» Written task A:
From the passage about Dallas's recruitment, list every ranking that 247Sports' composite rankings give him.
» Written task B:
Put this sentence from the passage about Dallas's recruitment into Spanish: "Judging from those comments, the Bulldogs didn't stand a chance at getting Dallas' commitment a second time around."
» Written task C:
In the passage about Dallas's recruitment, when did Dallas first commit to Georgia?

» Given passage:

— Start —

According to 247Sports' composite rankings, the Brunswick, Georgia, native is the No. 12 athlete in the 2017 class. He's also the 222nd-best player overall and 27th-best in the state of Georgia.
Dallas originally committed to Georgia in July 2015 but then decommitted in December shortly after the school hired Kirby Smart. In a piece for USA Today on April 11, Dallas wrote how the new coaching staff in Athens wasn't exactly rolling out the red carpet for him:
I have only been on one visit to Georgia since Coach Mark Richt was let go. That one visit was Junior Day, and I was there with all the top prospects in Georgia from the class of 2017. It was a fun day and I got to see a lot of friends that day and it was the first time the new staff was able to make a first impression. That being said, I rarely hear from the staff and they don’t make me feel like a priority, but it is understandable, I guess. It seems as though they have other priorities. I guess I’ll never know though, but I am going to see how the process plays out and I will always consider Athens a place where I can call home. Go Dawgs??
Judging from those comments, the Bulldogs didn't stand a chance at getting Dallas' commitment a second time around.

— End —

» Information supplied:
— Start —

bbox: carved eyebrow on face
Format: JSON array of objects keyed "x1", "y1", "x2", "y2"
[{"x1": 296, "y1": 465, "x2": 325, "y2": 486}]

— End —

» Full answer A:
- No. 12 athlete in the 2017 class
- 222nd-best player overall
- 27th-best player in the state of Georgia

» Full answer B:
A juzgar por esos comentarios, los Bulldogs no tenían ninguna posibilidad de conseguir el compromiso de Dallas por segunda vez.

» Full answer C:
July 2015.